-- START Dataset records --
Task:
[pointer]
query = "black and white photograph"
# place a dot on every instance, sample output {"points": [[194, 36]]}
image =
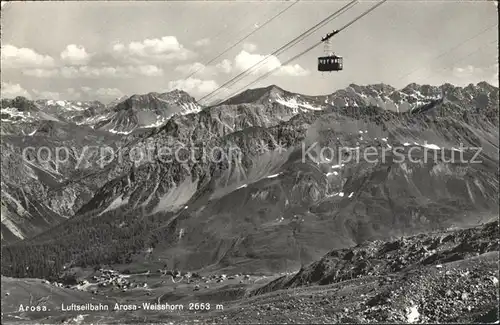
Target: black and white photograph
{"points": [[250, 162]]}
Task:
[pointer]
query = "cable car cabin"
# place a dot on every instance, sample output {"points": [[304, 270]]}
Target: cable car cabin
{"points": [[330, 63]]}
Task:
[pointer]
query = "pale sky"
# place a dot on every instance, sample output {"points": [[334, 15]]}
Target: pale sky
{"points": [[106, 49]]}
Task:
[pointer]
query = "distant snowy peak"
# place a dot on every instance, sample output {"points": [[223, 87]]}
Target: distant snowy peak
{"points": [[147, 111], [164, 104], [381, 95]]}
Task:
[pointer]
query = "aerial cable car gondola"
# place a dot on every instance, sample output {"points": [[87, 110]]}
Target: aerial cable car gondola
{"points": [[330, 62]]}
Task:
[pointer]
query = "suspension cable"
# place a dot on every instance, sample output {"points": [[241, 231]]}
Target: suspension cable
{"points": [[243, 39]]}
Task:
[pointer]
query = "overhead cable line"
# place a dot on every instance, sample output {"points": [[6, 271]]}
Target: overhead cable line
{"points": [[308, 49], [285, 47], [243, 38]]}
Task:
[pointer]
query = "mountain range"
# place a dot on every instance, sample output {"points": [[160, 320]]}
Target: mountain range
{"points": [[265, 182]]}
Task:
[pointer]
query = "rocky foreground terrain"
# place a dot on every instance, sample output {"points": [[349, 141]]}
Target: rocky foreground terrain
-- END Dataset records --
Exercise: Every line of the material is to be quoted exactly, with no pictures carried over.

Exercise answer:
Task:
[pointer]
query = "black and white photograph"
# place a dot on every instance, sample output {"points": [[194, 36]]}
image =
Target: black and white photograph
{"points": [[250, 162]]}
Task:
[pointer]
query = "cable car cabin"
# place a dot on every instance, sample output {"points": [[304, 270]]}
Target: cable car cabin
{"points": [[330, 63]]}
Task:
[pointer]
query = "pale sky"
# place a dot on every instance, sample output {"points": [[334, 15]]}
Target: pale sky
{"points": [[106, 49]]}
Task:
[pointer]
query = "distant snowy peak"
# place a dot on every instance, sample output {"points": [[223, 87]]}
Target: distant snowy peak
{"points": [[147, 111], [164, 104], [381, 95]]}
Task:
[pointer]
query = "aerial cable car gondola"
# place a dot on every instance, sample output {"points": [[87, 110]]}
Target: aerial cable car gondola
{"points": [[330, 62]]}
Task:
[pointer]
query = "suspension cable"
# place a dot on every instance, sample output {"points": [[241, 231]]}
Target: suspension cable
{"points": [[243, 39]]}
Task:
[pointer]
query = "overhead cable line"
# place a dot on every instance, sample output {"points": [[6, 271]]}
Target: overhead cable line
{"points": [[308, 49], [285, 47], [243, 38]]}
Task:
[pointer]
query = "mountain range"
# place a dot on every instance, sample output {"points": [[160, 320]]}
Target: mountain range
{"points": [[265, 182]]}
Task:
[pointer]
query = "rocky foreground terrain"
# place a dot on every instance, sample output {"points": [[349, 141]]}
Target: rocky foreground terrain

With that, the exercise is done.